Excerpt to read:
The Limits of Efficiency: Daily Digital Archival Practice at LLILAS Benson

I gave the following presentation on May 27th, 2021, at the Latin American Studies Association’s 2021 virtual congress, “Crisis Global: Desigualdades y Centralidad de la Vida”. This presentation was part of a panel entitled “Historia digital: trabajando con archivos nacidos digitales”, alongside Nicolás F. Quiroga (CONICET/Universidad Nacional de Mar del Plata), Elvia Arroyo-Ramirez (UC Irvine), and Denise Frigo (Universidade Federal de Santa Maria). The panel was organized by Nicolás F. Quiroga, and Eden Medina (MIT) was the discussant.

Introduction and post-custodialism

My name is David Bliss, and I am the Systems and Digital Archivist at the University of Texas Libraries. From July 2017 until to April of this year, I was the Digital Processing Archivist at the Benson Latin American Collection at UT. Today I’ll be speaking primarily about my work in my previous role, although many of my reflections about digital archival labor also apply to my new position and, I suspect, to other digital archivists as well.

At the Benson, my work was primarily focused on developing and supporting post-custodial archival projects in Latin America. Post-custodialism refers to an archival methodology that aims to preserve and provide access to archival collections without physically relocating them from their contexts of creation. The term was coined in 1981 by archivist F. Gerald Ham, but its contemporary use by archival practitioners follows its usage by archival scholar Jeannette Bastian, who wrote about it extensively beginning in the late 1990s.[1]

Slide with title "Post-custodial archival theory".

Preserving and publishing records without taking physical custody

Digitization and online access

F. Gerald Ham, "Archival Strategies for the Post-Custodial Era" (1981)

Jeannette Bastian, "A Question of Custody: The Historical Records of the U.S. Virgin Islands" (1999)

Photo of digitization equipment and computer being used to scan a colonial document at the Archivo Judicial del Estado de Puebla

Post-custodial theory proposes that digitization tools and internet access hold the potential to fundamentally transform the relationship between those who create or hold historical records and archivists who seek to preserve these records and make them available. Traditional archival collecting models regard archivists as custodians of social memory, uniquely equipped to conserve and provide access to historical materials for future generations by taking direct control of documents in state, university, or private repositories.

[A few rows]

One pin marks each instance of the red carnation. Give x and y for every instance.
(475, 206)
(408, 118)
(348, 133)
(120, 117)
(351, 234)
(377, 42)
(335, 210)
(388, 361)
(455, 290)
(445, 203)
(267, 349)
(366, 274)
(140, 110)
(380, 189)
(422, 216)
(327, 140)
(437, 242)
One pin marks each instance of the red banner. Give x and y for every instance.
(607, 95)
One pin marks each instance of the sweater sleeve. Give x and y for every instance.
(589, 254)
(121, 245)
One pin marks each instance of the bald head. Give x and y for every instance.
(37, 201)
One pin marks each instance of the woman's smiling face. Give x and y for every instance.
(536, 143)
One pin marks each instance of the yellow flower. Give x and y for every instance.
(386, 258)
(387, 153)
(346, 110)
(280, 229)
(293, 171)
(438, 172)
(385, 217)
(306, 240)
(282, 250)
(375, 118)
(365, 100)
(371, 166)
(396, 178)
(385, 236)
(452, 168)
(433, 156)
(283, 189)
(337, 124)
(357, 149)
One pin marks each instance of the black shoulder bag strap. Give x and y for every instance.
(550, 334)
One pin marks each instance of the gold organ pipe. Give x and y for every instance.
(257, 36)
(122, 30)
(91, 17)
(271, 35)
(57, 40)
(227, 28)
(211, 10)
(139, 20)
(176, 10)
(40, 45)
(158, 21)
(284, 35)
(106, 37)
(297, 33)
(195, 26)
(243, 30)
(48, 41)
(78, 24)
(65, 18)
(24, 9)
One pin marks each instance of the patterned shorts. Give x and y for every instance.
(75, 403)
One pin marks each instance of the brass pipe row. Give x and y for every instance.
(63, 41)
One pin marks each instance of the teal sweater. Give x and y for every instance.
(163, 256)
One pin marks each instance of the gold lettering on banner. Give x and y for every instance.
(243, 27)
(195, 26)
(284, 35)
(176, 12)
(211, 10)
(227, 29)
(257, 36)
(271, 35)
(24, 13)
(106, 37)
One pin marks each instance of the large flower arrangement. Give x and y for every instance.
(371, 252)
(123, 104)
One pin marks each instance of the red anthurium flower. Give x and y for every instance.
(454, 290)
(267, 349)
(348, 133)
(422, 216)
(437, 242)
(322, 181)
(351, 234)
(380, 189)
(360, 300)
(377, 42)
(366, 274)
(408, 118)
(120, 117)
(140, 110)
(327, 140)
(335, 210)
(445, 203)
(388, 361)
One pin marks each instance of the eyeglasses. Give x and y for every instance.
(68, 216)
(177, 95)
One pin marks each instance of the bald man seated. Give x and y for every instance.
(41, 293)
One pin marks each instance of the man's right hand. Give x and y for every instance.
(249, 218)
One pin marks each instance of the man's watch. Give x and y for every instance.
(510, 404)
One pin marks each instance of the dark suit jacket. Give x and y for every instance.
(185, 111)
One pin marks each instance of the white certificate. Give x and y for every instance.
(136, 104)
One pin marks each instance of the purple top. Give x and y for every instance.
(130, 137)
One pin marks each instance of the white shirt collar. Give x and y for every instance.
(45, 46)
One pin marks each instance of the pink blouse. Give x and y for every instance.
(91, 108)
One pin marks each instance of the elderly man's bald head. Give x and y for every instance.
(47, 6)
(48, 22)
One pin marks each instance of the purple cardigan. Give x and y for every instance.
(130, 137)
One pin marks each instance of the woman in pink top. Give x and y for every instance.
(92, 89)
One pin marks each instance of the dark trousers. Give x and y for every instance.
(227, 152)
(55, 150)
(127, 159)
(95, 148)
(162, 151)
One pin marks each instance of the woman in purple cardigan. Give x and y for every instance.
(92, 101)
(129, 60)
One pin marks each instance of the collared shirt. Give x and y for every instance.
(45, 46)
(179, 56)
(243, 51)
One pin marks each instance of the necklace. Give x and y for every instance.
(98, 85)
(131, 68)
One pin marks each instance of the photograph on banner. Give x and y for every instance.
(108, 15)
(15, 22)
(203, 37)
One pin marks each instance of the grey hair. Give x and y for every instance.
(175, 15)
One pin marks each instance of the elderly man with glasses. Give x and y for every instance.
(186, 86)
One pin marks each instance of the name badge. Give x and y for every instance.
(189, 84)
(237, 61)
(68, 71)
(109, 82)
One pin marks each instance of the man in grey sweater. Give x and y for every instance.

Written request A: Update the LLILAS Benson talk, everything from "The Limits of" down to "was the discussant.", so that "panel" becomes "session".
Written request B: Write what comes next in the LLILAS Benson talk, picking up after its last sentence.

Final result A:
The Limits of Efficiency: Daily Digital Archival Practice at LLILAS Benson

I gave the following presentation on May 27th, 2021, at the Latin American Studies Association’s 2021 virtual congress, “Crisis Global: Desigualdades y Centralidad de la Vida”. This presentation was part of a session entitled “Historia digital: trabajando con archivos nacidos digitales”, alongside Nicolás F. Quiroga (CONICET/Universidad Nacional de Mar del Plata), Elvia Arroyo-Ramirez (UC Irvine), and Denise Frigo (Universidade Federal de Santa Maria). The session was organized by Nicolás F. Quiroga, and Eden Medina (MIT) was the discussant.

Final result B:
For institutions collecting internationally, this has often meant relocating archival collections far away from their original contexts, where those records may have the most profound and immediate social value. In the aggregate, this has resulted in the extraction of large swaths of documentary cultural heritage from the Global South and its accumulation at well-financed institutions in North America and Europe. This pattern mirrors colonial archaeological extraction, not to mention the ongoing extraction of natural resources by economic forces concentrated in these same regions.

The post-custodial model is an attempt to intervene and disrupt this dynamic. The post-custodial team at the Benson partners with organizations in Latin America to digitize and describe their records on-site. We devise digitization and metadata workflows that will meet the structure and needs of their collections, then deliver equipment and train our partners in its use before returning to Austin, while our partners undertake the work locally. Once a collection has been digitized, a copy is sent to the Benson, where it undergoes image and metadata processing, digital preservation, and finally publication on our Latin American Digital Initiatives online repository.

Diagram with title "Post-custodial projects at LLILAS Benson", showing typical post-custodial project elements, broken down by chronologically and divided between those pieces contributed by the project partner, those contributed by LLILAS Benson, and the points of collaboration. 

Pre-project partner elements are Physical custody of records. Pre-project LLILAS Benson elements are Digital Infrastructure.

Project planning collaborative elements are Selection of Materials and Metadata templates. Project planning LLILAS Benson elements are equipment selection and workflow design.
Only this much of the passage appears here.